EXERCISE DIRECTIONS: Take every line from the listing below that includes "photo" and copy it.

INPUT:
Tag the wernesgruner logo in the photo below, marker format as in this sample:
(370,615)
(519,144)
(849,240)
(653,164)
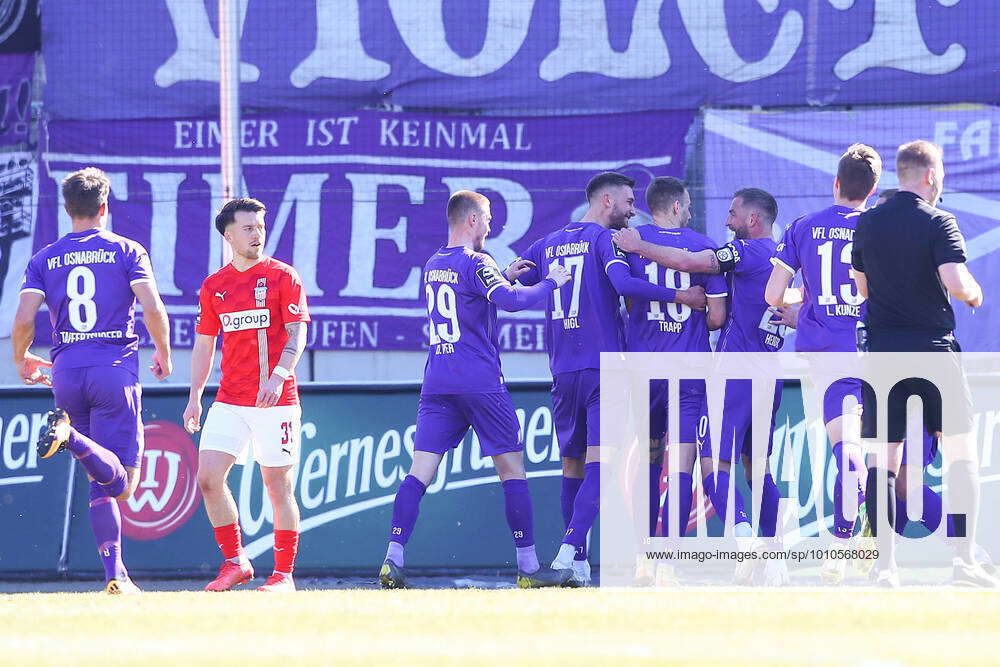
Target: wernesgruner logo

==

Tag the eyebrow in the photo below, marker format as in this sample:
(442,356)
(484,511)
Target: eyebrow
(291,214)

PROBLEM SOLUTION:
Tag the wernesgruner logo in the photo below, marker format as in this sample:
Tag the eyebrow in the photo below, marker format as in this sample:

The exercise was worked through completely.